Written instruction: Extract every line of the material below and reproduce it faithfully.

>> BEGIN

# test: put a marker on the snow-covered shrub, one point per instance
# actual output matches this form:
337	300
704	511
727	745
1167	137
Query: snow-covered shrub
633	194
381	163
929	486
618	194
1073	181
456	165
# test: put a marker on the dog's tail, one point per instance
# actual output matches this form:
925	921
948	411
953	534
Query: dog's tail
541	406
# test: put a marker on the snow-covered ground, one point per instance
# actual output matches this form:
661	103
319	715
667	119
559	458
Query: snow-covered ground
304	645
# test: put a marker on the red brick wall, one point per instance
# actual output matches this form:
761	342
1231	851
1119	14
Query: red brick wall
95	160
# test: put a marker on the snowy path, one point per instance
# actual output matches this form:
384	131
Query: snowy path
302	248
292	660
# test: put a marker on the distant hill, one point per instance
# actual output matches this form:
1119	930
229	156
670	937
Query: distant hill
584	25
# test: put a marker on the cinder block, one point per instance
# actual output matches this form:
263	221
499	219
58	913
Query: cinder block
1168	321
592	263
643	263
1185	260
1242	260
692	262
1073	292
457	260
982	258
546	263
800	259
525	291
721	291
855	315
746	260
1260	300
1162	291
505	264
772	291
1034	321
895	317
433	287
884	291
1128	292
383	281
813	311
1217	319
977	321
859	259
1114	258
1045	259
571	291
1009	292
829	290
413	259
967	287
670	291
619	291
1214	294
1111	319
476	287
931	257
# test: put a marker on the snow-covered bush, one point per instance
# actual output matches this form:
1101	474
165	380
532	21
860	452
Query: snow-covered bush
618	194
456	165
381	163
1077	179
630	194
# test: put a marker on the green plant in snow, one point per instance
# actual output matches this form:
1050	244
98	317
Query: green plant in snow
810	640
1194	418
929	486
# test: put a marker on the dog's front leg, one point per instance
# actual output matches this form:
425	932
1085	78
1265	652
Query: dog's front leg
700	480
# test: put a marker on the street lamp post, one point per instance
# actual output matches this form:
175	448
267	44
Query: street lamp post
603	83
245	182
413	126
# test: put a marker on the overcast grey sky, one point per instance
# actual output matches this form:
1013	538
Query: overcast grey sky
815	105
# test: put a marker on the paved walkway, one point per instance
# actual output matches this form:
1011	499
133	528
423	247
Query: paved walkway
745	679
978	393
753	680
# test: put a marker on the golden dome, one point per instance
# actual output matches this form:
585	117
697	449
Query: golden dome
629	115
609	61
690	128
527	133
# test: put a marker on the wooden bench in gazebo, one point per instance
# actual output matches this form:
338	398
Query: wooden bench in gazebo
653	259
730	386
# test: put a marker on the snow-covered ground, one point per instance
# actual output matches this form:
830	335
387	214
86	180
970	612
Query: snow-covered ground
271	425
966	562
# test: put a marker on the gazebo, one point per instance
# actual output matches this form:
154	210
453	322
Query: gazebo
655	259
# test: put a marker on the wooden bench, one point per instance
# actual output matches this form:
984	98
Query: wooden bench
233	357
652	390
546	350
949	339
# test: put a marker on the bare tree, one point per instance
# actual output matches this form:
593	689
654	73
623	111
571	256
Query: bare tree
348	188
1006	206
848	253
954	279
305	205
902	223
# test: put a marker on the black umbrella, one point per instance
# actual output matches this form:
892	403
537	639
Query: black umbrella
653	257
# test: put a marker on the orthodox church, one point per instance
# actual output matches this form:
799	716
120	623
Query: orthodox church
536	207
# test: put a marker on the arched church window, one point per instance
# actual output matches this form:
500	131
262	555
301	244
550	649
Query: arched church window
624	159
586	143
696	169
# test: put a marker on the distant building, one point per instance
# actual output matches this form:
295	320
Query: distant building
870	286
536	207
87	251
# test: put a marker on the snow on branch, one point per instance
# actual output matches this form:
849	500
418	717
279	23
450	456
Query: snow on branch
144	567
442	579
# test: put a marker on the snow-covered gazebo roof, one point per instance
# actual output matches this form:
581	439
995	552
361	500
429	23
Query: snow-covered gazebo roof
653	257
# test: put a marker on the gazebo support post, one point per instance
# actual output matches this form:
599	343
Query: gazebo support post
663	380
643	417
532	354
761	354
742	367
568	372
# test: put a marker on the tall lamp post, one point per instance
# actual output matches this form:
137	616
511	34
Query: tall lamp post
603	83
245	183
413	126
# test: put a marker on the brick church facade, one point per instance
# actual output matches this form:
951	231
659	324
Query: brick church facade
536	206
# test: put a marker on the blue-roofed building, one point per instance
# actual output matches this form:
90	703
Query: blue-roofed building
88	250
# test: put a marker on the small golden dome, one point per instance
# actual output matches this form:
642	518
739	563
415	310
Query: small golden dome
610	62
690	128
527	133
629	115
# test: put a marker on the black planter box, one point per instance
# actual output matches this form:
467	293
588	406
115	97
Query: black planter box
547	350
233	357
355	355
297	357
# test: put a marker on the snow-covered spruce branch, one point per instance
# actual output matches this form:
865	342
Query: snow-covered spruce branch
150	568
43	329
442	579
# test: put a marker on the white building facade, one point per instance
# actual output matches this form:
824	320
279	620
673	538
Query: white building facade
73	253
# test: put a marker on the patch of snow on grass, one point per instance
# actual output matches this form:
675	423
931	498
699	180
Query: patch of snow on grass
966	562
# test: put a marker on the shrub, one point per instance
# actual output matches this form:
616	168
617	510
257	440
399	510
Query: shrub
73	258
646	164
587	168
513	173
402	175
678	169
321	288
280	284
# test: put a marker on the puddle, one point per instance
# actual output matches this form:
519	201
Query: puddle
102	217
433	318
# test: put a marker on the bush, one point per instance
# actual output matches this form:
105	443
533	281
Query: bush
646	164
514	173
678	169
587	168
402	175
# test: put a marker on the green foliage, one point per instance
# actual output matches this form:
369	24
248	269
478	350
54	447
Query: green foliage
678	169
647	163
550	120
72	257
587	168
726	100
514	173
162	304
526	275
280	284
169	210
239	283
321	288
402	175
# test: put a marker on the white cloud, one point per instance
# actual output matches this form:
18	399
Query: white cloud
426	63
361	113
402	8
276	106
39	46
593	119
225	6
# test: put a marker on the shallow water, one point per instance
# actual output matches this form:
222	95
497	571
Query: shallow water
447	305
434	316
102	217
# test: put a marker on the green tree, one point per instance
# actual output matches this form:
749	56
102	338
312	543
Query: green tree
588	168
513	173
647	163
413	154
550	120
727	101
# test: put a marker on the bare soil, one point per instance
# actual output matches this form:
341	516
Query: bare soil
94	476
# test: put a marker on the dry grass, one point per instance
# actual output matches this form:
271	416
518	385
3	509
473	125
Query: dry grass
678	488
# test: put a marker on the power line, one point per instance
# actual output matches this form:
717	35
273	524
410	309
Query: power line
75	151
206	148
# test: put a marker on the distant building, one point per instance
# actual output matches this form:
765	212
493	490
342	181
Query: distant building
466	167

>> END

Solution to the problem:
# test: put a marker on the snow-covered shrub, one point per instance
# actual output matches this form:
337	300
704	511
727	745
1167	137
Query: snow-covered shrub
633	194
381	163
929	486
618	194
1073	181
456	165
# test: put a marker on the dog's tail, one point per instance
# actual output matches this form:
925	921
948	411
953	534
Query: dog's tail
541	406
# test: put a marker on the snow-covered ground, one point per instance
# actual output matches this form:
661	103
319	715
667	119
559	458
Query: snow-covered ground
304	645
# test: put a marker on the red brick wall, one point per instance
# actual output matches this form:
761	342
1231	851
1119	14
Query: red brick wall
95	160
# test: put a marker on the snowy path, one point per instance
# actual output matches this form:
384	131
Query: snowy path
302	248
292	660
# test: put a marker on the distant hill, one point per instance
# actual output matches this form:
1119	930
229	156
670	937
Query: distant hill
584	25
# test: put a marker on the cinder block, one point per instance
# actual output matches this form:
263	221
499	219
58	913
Query: cinder block
1168	321
592	263
643	263
1185	260
1242	260
692	262
1073	292
457	260
982	258
546	263
800	259
525	291
721	291
855	315
746	260
1260	300
1162	291
505	264
772	291
1034	321
895	317
433	287
884	291
1128	292
383	281
813	311
1217	319
977	321
859	259
1114	258
1045	259
571	291
1009	292
829	290
413	259
967	287
670	291
619	291
1214	294
1111	319
476	287
931	257
# test: put a marker on the snow-covered bush, one point per instance
# actual output matches this form:
1101	474
165	380
532	21
860	452
Query: snow-covered bush
618	194
456	165
381	163
1077	179
630	194
# test: put a marker on the green plant in snow, one point per instance
# actual output matches this form:
1050	244
98	317
Query: green plant in snow
810	640
1194	418
929	486
# test: put a marker on the dog's front leg, one point per instance
# actual output matches this form:
425	932
1085	78
1265	652
Query: dog's front leg
700	480
# test: put a marker on the street lamp post, one point per instance
# actual output matches this form:
175	448
267	44
Query: street lamp post
603	83
245	182
413	126
# test: put a marker on the overcast grey sky, one point per instance
# actual output matches this form:
1013	538
Query: overcast grey sky
815	105
# test: put a marker on the paved walkway, one point per instance
# actual output matches this form:
1011	499
133	528
423	247
Query: paved walkway
745	679
978	393
753	680
# test: put a marker on the golden dome, one point per instance
# actual output matches this form:
585	117
697	449
Query: golden dome
629	115
609	61
690	128
527	133
# test: put a marker on the wooden bench in gazebo, one point per instance
# actual output matches this form:
338	398
Query: wooden bench in gazebo
653	259
730	386
# test: put a marker on the snow-covered ground, one point per instance
# actual output matches this form:
830	335
387	214
86	180
970	612
Query: snow-covered ground
271	425
966	562
# test: put a marker on the gazebo, one point per instance
# actual output matches this form:
154	210
453	322
Query: gazebo
655	259
# test: put a marker on the wooden bench, one point per instance
# actual output matches this form:
984	98
Query: wooden bench
233	357
652	390
546	350
949	339
# test: put a marker on the bare tree, one point per instance
# actual output matches this form:
593	689
654	73
623	111
571	256
Query: bare tree
348	188
1006	206
848	253
954	279
305	205
902	223
# test: put a marker on the black umbrella, one point per instance
# actual output matches this form:
892	403
537	639
Query: black umbrella
653	257
# test: put a marker on the orthodox church, one point per instance
# actual output matches this form:
799	716
120	623
Query: orthodox church
536	207
# test: put a marker on the arched church window, one point per instance
# actual output matches this form:
500	131
262	555
301	244
550	649
Query: arched church window
624	159
586	143
696	169
# test: put a marker on the distant building, one point per instance
# actual output matches this form:
295	320
Query: distant building
870	286
536	207
87	251
# test: put a marker on the snow on branch, one point per instance
# actual output matches this form:
849	500
418	717
279	23
450	456
Query: snow on branch
144	567
442	579
# test: put a marker on the snow-covered gazebo roof, one point per instance
# actual output matches this form:
581	439
995	552
361	500
429	23
Query: snow-covered gazebo roof
653	257
# test: put a marker on the gazebo support post, one point per instance
# actual output matches this form:
599	343
Query: gazebo support post
663	380
643	417
532	354
761	354
742	367
568	372
# test: put a marker on the tall lamp post, one point per instance
# actual output matches this form:
137	616
511	34
Query: tall lamp post
603	83
245	183
413	126
# test: put a marker on the brick church facade, one point per instance
# actual output matches this form:
951	231
659	324
Query: brick church facade
536	206
# test: put a marker on the blue-roofed building, one point per instance
# actual output matches this form:
90	703
Query: blue-roofed building
88	250
# test: put a marker on the small golden dome, one point per instance
# actual output matches this form:
642	518
739	563
415	310
Query: small golden dome
610	62
690	128
527	133
629	115
# test: put a marker on the black planter box, one point per instance
# actual output matches this form:
467	293
588	406
115	97
Query: black planter box
547	350
233	357
355	355
297	357
# test: put a marker on the snow-covered spruce branch, one point per instance
# actual output matches this form:
865	342
Query: snow-covered spruce branch
150	568
43	329
442	579
# test: put a marker on the white building facade, one point per instance
# actual output matches this form:
824	320
279	620
673	538
Query: white building facade
73	253
# test: put a marker on the patch of snow on grass, one point per instance
# actual output matches this form:
675	423
931	498
699	180
Query: patch of snow on grass
966	562
# test: put a marker on the shrub, one point per instance
# actual output matches this form:
616	168
617	510
257	440
399	510
Query: shrub
73	258
646	164
587	168
513	173
402	175
678	169
321	288
280	284
# test: put a marker on the puddle, one point per instance
# actual output matches this form:
519	201
Query: puddle
102	217
433	318
# test: put a marker on the bush, one point per instance
# actual output matches this form:
105	443
533	281
Query: bush
646	164
514	173
678	169
587	168
402	175
# test: put a marker on the green foliage, one point per instance
# actual output matches this form:
369	24
248	269
478	350
54	447
Query: green foliage
678	169
647	163
550	120
72	257
587	168
726	100
514	173
162	304
526	275
280	284
169	210
239	283
321	288
402	175
# test: put a marker on the white cloud, one point per instance
# actual output matches this form:
18	399
Query: white cloud
426	63
361	113
402	8
276	106
39	46
593	119
225	6
# test: put a marker on the shallow water, one point per instance
# actual output matches this form:
222	95
497	571
Query: shallow water
447	305
434	316
102	217
# test: put a marker on the green tree, one point per instance
# actual output matches this form:
749	56
102	338
312	543
Query: green tree
588	168
513	173
647	163
413	154
550	120
727	101
# test: put a marker on the bare soil, one point per instance
# actual output matches this form:
341	516
Query: bare soil
94	476
# test: put a marker on the dry grass, one point per instance
# actual output matches this form:
271	416
518	385
3	509
473	125
Query: dry grass
678	488
# test: put a marker on the power line, one point per instance
# actual output matches this form:
717	35
273	524
410	309
Query: power line
75	151
206	148
# test: put a marker on the distant building, one point per instance
# actual output matches this form:
765	212
493	490
342	181
Query: distant building
466	167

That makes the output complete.